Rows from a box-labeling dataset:
** START **

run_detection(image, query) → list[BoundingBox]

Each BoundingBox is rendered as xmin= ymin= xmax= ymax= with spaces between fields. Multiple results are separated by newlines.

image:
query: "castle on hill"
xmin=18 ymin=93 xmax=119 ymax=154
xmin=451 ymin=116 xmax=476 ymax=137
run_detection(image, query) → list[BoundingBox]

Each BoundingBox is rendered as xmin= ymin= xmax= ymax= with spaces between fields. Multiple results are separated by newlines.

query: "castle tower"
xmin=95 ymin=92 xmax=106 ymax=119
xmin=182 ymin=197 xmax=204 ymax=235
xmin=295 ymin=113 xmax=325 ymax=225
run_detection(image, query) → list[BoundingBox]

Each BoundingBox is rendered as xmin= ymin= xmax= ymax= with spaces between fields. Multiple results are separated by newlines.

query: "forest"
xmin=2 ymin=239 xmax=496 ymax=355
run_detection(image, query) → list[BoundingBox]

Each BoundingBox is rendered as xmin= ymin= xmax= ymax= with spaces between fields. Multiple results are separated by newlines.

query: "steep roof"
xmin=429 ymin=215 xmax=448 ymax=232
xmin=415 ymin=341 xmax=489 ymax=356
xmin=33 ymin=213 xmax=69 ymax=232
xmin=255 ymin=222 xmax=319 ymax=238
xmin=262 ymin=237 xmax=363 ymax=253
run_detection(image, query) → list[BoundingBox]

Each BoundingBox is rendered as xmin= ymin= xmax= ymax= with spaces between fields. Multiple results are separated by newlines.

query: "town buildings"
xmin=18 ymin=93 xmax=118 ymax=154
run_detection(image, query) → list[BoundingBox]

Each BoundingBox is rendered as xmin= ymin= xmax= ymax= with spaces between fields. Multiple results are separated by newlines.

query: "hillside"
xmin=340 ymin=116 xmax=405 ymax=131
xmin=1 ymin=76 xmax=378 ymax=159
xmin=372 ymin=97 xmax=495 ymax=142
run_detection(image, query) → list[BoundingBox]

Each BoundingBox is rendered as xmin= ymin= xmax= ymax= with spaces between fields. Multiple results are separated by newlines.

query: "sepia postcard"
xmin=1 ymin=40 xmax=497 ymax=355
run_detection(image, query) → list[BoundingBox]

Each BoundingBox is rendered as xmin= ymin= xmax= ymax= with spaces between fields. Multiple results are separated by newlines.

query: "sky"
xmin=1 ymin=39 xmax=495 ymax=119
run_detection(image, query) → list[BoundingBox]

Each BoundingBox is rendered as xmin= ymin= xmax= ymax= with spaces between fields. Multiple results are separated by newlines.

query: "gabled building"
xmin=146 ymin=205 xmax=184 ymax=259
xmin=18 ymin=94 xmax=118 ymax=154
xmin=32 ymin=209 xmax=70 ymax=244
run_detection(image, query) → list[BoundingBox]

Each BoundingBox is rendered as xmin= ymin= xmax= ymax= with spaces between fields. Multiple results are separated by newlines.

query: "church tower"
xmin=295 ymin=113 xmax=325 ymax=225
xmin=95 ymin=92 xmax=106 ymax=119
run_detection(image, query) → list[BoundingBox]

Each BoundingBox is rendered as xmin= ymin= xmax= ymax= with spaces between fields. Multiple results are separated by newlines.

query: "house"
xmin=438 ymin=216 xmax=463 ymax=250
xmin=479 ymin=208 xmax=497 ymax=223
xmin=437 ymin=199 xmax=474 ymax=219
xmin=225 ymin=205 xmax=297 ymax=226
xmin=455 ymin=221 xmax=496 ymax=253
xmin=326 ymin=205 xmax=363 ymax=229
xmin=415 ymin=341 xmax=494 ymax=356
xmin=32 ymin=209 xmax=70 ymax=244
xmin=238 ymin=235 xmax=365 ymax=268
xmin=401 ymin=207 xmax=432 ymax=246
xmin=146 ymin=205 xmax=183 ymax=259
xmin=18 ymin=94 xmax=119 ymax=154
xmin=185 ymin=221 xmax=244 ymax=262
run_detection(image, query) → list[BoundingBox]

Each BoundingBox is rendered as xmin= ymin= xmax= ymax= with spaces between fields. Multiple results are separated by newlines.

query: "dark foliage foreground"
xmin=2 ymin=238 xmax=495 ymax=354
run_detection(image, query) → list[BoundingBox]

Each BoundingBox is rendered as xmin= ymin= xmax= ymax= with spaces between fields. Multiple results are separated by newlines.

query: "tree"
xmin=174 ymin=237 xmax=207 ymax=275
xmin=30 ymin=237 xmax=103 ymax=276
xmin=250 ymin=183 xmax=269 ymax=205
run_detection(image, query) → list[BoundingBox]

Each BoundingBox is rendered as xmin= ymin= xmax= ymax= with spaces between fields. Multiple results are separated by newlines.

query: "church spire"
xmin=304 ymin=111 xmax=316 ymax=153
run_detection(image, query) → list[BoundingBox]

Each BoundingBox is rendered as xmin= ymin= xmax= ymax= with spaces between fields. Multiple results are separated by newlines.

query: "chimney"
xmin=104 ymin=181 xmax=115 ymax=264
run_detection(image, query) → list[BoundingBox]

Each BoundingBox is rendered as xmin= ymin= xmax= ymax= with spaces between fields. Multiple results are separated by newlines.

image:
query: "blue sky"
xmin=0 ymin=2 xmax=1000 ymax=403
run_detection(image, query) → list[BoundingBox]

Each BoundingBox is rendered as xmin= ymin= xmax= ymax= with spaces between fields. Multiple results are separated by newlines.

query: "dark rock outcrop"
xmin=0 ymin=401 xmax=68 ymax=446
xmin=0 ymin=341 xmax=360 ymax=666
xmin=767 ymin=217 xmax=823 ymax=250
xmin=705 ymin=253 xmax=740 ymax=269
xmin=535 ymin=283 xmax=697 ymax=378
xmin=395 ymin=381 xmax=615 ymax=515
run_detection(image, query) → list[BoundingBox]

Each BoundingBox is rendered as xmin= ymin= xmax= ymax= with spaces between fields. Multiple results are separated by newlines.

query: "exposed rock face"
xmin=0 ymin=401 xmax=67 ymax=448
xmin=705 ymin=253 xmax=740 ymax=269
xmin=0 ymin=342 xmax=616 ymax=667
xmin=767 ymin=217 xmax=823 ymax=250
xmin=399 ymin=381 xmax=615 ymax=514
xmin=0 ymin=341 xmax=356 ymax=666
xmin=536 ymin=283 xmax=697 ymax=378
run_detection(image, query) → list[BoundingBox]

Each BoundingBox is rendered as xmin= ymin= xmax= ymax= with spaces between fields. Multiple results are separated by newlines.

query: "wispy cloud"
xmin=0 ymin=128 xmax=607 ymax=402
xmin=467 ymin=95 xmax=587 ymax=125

** END **

= Objective =
Please copy out the entries from the start down to the line containing "xmin=1 ymin=39 xmax=495 ymax=119", swapping "steep roof" for "pitched roof" and leaving everything else untouched.

= Correct answer =
run_detection(image, query) → list[BoundingBox]

Each BoundingBox is rendered as xmin= ymin= xmax= ymax= with spaces between fields. Multiple results are separated by newlines.

image:
query: "castle on hill"
xmin=18 ymin=93 xmax=119 ymax=154
xmin=451 ymin=116 xmax=476 ymax=137
run_detection(image, query) → list[BoundingBox]

Each BoundingBox is rendered as xmin= ymin= xmax= ymax= with spaces between fields. Multiple results are separated by newlines.

query: "castle tower"
xmin=95 ymin=92 xmax=106 ymax=119
xmin=182 ymin=197 xmax=204 ymax=235
xmin=295 ymin=113 xmax=325 ymax=225
run_detection(image, query) → list[BoundingBox]

Each BoundingBox is rendered as xmin= ymin= xmax= ymax= with spaces between fields. Multiple results are separated by newlines.

query: "forest"
xmin=2 ymin=239 xmax=496 ymax=355
run_detection(image, query) → list[BoundingBox]

Each BoundingBox is rendered as xmin= ymin= xmax= ymax= with spaces between fields. Multiple results are separated by newlines.

query: "pitched roof"
xmin=429 ymin=215 xmax=448 ymax=232
xmin=415 ymin=341 xmax=489 ymax=356
xmin=33 ymin=213 xmax=69 ymax=232
xmin=255 ymin=222 xmax=319 ymax=238
xmin=262 ymin=237 xmax=363 ymax=253
run_detection(image, query) → list[BoundingBox]

Each BoundingBox is rendered as xmin= ymin= xmax= ymax= with spaces between fields. Multiple results are separated by newlines.

query: "town buildings"
xmin=18 ymin=93 xmax=118 ymax=154
run_detection(image, query) → list[BoundingBox]

Each BoundingBox is rendered as xmin= ymin= xmax= ymax= with spaces between fields. Multiple results are separated by newlines.

query: "hillside"
xmin=340 ymin=116 xmax=405 ymax=131
xmin=1 ymin=76 xmax=378 ymax=159
xmin=372 ymin=97 xmax=495 ymax=142
run_detection(image, query) → list[BoundingBox]

Each BoundingBox is rendered as xmin= ymin= xmax= ymax= with spaces between fields. Multiple results are separated by newlines.

query: "sepia postcard"
xmin=1 ymin=40 xmax=497 ymax=355
run_detection(image, query) → list[BoundingBox]

Each BoundingBox is rendered as xmin= ymin= xmax= ymax= with spaces between fields. Multiple results are separated by newlines.

query: "sky"
xmin=1 ymin=39 xmax=495 ymax=119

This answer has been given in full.